▶ **What you need to do**
Every line below containing the word "shade" should be found and copied.

▶ **Exercise data**

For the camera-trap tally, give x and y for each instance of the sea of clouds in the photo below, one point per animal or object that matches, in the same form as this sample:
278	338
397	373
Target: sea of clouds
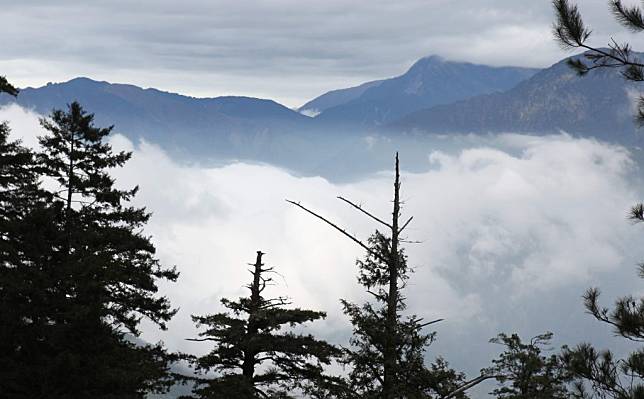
510	234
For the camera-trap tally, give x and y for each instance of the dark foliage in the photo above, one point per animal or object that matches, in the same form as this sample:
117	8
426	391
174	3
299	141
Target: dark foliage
598	373
253	356
80	273
571	32
524	372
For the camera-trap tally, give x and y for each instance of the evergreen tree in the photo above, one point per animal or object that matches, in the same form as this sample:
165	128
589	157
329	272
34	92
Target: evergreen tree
253	357
386	354
524	372
572	33
24	283
101	271
598	373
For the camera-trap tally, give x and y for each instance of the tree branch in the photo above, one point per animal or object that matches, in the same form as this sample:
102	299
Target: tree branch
470	384
341	230
358	207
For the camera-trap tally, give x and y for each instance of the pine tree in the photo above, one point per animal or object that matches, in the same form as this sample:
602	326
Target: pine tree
386	354
253	356
524	372
101	269
599	373
572	33
25	283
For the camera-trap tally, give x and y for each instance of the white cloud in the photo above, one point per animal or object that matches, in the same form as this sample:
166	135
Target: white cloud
276	49
511	234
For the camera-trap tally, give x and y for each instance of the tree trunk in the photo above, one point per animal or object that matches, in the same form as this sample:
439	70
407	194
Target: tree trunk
248	367
389	365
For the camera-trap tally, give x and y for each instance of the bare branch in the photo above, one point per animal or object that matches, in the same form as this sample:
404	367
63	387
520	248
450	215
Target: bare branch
341	230
470	384
358	207
405	225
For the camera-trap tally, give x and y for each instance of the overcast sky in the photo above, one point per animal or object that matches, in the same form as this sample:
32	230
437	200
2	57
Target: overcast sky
286	50
505	248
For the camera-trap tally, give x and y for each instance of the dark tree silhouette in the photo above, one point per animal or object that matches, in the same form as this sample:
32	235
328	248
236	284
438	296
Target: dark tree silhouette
571	32
25	303
101	269
598	373
253	357
524	372
386	354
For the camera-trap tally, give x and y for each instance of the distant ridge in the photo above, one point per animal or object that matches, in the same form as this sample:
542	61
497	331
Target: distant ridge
198	125
599	104
430	81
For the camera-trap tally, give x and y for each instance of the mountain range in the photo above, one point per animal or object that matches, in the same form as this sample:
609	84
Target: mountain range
430	81
434	96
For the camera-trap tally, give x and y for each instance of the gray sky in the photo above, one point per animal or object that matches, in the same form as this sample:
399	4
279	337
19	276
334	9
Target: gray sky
286	50
504	247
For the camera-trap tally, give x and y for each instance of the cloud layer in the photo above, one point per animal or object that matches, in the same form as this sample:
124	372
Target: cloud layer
510	237
282	49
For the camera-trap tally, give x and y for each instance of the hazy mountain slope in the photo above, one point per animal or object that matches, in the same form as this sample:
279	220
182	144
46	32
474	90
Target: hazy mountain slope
336	97
204	125
598	104
430	81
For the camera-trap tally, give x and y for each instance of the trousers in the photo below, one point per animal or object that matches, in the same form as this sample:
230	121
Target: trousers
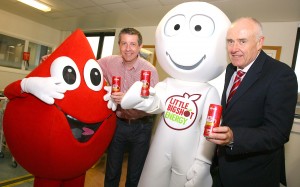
134	137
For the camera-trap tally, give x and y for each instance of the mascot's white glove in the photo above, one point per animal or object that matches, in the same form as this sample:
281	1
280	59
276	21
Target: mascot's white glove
110	104
199	174
133	99
45	88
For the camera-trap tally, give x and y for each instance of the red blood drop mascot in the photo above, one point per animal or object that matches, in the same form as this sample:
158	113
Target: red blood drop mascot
57	138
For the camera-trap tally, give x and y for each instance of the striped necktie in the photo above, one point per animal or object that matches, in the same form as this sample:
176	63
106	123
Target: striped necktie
236	83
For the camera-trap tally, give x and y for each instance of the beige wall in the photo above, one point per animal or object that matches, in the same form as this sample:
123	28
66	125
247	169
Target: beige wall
16	26
277	34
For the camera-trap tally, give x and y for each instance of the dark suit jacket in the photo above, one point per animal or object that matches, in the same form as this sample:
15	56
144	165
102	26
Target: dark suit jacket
261	115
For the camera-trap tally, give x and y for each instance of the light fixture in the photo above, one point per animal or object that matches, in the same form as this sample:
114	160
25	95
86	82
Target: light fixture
36	4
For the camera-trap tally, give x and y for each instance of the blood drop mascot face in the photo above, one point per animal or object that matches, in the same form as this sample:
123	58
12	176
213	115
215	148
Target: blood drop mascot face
59	142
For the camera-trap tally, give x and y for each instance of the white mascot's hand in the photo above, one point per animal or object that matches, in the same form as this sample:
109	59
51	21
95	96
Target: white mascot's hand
199	175
110	104
133	99
45	88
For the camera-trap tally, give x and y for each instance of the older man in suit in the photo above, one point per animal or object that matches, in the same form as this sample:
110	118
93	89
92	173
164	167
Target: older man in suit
257	115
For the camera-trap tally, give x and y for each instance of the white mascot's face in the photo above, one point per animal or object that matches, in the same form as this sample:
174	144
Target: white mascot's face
191	42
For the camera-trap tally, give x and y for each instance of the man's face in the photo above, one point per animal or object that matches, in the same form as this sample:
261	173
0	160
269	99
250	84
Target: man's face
242	43
129	47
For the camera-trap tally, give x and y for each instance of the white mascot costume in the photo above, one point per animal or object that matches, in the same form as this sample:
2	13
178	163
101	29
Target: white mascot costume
191	48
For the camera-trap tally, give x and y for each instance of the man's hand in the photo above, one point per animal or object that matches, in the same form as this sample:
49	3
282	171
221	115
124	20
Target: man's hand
221	135
45	88
133	99
107	97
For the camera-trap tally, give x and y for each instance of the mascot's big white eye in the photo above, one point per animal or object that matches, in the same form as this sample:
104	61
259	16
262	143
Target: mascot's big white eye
202	26
65	69
174	25
93	75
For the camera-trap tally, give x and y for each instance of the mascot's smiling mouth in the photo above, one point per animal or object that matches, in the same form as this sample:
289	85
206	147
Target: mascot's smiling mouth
186	67
82	132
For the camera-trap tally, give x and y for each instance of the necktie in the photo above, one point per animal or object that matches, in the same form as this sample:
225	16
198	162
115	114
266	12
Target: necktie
236	83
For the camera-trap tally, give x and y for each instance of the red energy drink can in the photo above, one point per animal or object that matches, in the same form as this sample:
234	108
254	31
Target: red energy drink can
213	118
116	84
145	79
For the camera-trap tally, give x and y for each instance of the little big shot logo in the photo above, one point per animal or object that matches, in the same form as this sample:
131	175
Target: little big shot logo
181	111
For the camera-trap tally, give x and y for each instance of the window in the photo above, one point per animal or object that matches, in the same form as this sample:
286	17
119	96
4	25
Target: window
102	43
12	49
296	67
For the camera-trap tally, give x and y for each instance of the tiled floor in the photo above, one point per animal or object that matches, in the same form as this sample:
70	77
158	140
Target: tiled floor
10	176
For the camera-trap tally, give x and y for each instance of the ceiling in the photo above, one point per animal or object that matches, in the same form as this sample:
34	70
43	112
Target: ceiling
108	14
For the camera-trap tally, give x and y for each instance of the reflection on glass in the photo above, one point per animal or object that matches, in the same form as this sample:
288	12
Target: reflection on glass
11	51
36	52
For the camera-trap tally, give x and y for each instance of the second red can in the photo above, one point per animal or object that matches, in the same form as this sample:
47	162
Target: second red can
145	79
213	118
116	84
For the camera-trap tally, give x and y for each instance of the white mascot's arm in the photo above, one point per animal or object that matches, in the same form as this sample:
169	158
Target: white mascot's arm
151	104
110	104
199	173
45	88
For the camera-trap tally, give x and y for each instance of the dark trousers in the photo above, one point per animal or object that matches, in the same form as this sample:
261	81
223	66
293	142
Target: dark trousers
136	137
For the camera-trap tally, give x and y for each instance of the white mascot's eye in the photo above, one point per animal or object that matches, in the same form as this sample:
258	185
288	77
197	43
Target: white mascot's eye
93	75
202	26
65	69
174	25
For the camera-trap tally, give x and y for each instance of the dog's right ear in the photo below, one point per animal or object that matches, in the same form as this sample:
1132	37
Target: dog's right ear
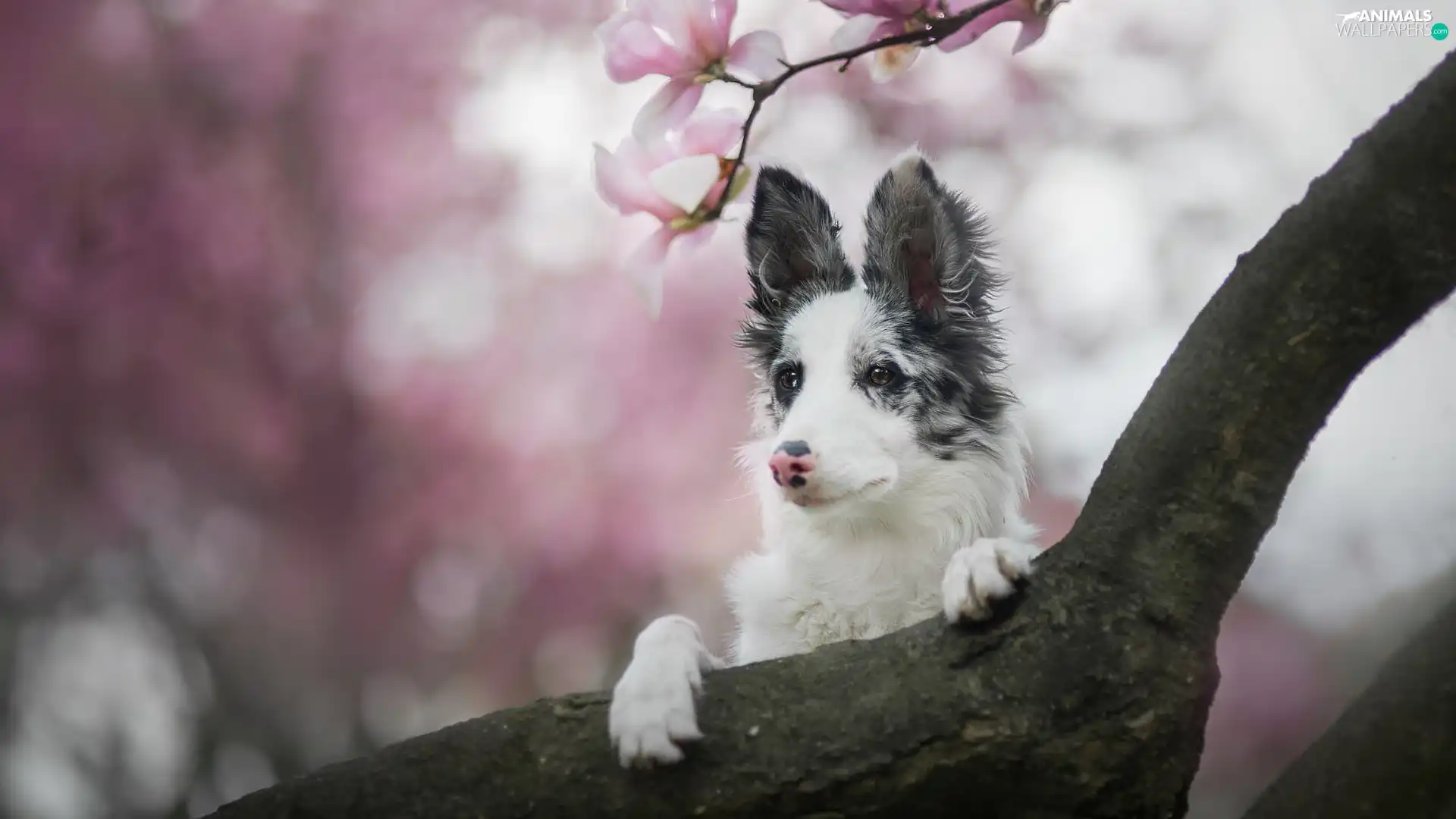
792	242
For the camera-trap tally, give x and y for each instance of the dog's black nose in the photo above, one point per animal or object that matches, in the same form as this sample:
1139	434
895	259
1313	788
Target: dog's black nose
795	447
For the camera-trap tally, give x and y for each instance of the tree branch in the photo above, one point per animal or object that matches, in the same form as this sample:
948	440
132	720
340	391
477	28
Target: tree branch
935	31
1088	695
1392	752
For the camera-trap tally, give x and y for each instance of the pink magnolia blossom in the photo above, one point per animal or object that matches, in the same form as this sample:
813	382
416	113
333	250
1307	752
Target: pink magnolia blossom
877	19
688	42
677	178
1030	14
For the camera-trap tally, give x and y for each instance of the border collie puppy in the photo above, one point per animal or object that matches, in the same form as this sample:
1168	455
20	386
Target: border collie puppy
887	457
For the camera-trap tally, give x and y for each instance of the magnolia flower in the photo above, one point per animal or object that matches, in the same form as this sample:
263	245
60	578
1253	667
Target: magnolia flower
1030	14
677	177
688	42
877	19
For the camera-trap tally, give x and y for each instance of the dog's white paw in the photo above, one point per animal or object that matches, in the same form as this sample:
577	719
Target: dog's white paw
653	704
983	572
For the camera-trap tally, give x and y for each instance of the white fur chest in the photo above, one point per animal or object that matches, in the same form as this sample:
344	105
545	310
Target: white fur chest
794	601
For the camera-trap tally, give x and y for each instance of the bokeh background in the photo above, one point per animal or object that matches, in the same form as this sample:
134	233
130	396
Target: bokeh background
325	411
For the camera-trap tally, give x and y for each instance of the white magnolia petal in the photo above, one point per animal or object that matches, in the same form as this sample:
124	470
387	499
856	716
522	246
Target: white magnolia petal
686	181
761	53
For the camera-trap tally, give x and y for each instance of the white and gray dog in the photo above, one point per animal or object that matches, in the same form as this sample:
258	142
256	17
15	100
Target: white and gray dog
887	457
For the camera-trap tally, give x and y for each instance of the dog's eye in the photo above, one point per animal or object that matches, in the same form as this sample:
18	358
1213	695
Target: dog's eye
880	375
789	379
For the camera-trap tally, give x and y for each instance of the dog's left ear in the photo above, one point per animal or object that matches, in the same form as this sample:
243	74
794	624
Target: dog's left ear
927	243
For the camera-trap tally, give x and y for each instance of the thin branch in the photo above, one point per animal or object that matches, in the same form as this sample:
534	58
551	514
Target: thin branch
934	31
1088	694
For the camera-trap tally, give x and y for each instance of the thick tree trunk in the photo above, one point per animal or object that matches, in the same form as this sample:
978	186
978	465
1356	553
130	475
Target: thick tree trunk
1090	694
1392	752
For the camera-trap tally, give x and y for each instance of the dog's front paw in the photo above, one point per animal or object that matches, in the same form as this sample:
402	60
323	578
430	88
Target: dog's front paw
653	704
983	572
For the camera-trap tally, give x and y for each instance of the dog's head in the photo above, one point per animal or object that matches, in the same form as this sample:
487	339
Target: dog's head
871	384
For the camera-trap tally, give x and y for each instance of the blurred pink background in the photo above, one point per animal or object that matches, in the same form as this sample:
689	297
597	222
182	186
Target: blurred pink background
324	404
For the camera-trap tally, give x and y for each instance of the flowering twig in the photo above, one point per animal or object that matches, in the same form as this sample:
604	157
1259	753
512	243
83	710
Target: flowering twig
934	31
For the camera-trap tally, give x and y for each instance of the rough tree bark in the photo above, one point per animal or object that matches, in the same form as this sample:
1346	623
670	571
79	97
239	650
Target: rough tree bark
1088	695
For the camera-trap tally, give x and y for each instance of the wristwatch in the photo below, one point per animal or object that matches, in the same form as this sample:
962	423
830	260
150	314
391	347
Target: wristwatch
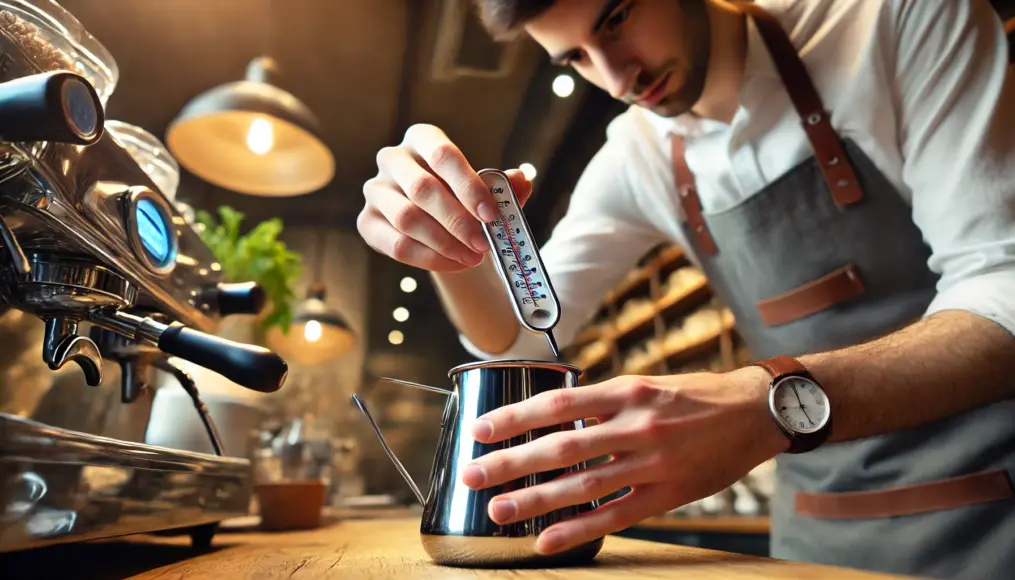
798	403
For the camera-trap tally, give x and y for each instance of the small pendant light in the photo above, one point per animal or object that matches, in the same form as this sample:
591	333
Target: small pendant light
252	137
318	333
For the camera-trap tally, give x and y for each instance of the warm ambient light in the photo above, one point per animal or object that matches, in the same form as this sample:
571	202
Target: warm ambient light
528	170
313	331
260	137
563	85
401	314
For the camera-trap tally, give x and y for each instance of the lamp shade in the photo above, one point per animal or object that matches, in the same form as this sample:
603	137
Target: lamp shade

▶ **Output of the task**
For the camera-trap tally, give x and y for each instance of the lamp shade in the photo above, one point per animal or object that matches, in the same form as this sample:
Target: lamp shade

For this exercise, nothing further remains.